INSTRUCTIONS:
[A] In the passage about Billy Riley, who recorded the 1977 remake of Red Hot?
[B] Pick up the passage about Billy Riley after its final sentence and write the paragraph that comes next.

DOCUMENT EXCERPT:
I just finished producing a CD box set that reissues the music of a singer many of you have never heard of. His name was Billy Riley. His obscurity is a shame: the guy was a spectacular example of Memphis rockabilly back in the days when Sun Records was spinning out stars like Elvis, Jerry Lee Lewis and Johnny Cash. Riley made records called Flying Saucer Rock & Roll and Red Hot. (You may recognize the latter title from Robert Gordon's 1977 remake.) If there was better primitive southern wildman rock & roll in the mid-50s, it's yet to be discovered.
For every international superstar like Presley, Lewis and Cash, there were plenty of Rileys - equally talented singers and performer who never made it to the top. They made some great records whose impact was not lost on a smaller, but very appreciative group of fans and collectors. I should know; I was one. I still have my original copies of Riley's Sun records and I still play them.

(Saved entries)
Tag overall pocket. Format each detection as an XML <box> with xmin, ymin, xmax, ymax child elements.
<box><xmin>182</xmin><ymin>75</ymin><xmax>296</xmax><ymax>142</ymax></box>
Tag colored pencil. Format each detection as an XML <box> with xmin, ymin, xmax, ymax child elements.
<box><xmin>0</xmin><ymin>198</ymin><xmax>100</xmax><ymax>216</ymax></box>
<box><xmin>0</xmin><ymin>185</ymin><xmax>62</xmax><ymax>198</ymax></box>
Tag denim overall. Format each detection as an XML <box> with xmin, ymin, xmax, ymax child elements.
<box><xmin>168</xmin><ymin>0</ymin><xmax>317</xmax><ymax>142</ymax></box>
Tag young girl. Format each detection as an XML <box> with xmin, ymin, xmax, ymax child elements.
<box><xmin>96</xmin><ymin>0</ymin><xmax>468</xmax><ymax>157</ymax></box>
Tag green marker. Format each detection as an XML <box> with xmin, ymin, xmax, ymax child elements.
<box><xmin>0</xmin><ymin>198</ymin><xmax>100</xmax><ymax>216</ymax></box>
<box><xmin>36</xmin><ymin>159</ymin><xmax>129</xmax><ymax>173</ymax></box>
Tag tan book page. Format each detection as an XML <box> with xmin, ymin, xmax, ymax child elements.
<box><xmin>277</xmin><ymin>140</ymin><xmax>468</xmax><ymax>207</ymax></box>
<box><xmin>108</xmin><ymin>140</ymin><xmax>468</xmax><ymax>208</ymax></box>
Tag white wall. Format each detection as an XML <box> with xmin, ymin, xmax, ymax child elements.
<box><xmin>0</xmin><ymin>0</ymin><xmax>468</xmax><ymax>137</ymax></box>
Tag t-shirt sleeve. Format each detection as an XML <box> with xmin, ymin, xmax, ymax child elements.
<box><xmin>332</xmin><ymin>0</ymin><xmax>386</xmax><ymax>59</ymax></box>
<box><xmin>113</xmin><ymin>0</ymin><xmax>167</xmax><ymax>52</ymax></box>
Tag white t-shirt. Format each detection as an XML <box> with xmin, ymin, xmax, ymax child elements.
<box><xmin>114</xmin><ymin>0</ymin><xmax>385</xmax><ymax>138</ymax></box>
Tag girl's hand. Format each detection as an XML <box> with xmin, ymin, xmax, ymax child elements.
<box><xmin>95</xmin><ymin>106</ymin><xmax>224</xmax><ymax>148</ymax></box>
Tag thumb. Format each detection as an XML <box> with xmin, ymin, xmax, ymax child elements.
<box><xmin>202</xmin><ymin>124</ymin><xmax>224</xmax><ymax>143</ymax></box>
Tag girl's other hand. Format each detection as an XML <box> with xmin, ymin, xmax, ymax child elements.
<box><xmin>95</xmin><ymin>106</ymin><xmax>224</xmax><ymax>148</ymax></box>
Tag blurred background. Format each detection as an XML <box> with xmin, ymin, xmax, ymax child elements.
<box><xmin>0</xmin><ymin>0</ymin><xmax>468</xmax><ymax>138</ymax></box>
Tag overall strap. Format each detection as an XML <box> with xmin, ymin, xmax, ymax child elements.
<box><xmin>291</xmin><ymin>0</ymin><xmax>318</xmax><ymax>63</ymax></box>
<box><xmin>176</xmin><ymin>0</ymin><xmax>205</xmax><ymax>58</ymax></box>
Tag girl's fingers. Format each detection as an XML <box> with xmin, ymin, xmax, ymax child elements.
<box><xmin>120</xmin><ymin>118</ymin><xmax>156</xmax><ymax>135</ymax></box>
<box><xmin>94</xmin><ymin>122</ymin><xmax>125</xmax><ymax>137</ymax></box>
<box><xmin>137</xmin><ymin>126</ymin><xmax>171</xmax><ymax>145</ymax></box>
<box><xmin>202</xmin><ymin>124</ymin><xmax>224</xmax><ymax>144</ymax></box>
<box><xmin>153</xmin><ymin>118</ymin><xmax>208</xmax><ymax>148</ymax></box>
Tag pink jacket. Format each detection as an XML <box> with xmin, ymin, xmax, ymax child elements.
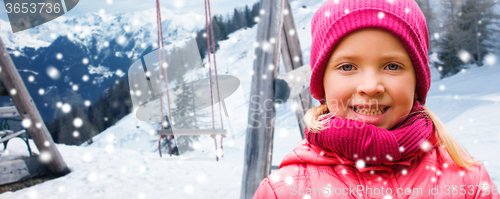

SOLVED TASKS:
[A] Robert Gordon

[B]
In 1992 when Billy Riley was enjoying something of a comeback (a European tour, a new record), an interesting thing happened in Little Rock. Riley is from Arkansas and was in the audience at Carter Memorial auditorium on September 8 when a much more famous rock & roller was in town giving a concert. This one, you've probably heard of. His name is Bob Dylan. And perhaps at some point you might have wondered what kind of music Bob Dylan grew up listening to. Which music meant a lot to him? Which singers did he - an idol to millions - himself, idolize?
Those questions were answered in no uncertain terms on that September evening in Little Rock when Bob Dylan stopped his concert and called Billy Riley up onto the stage. Dylan took Riley's hand and told the audience, "This man is my hero. He's my favorite person in the music business."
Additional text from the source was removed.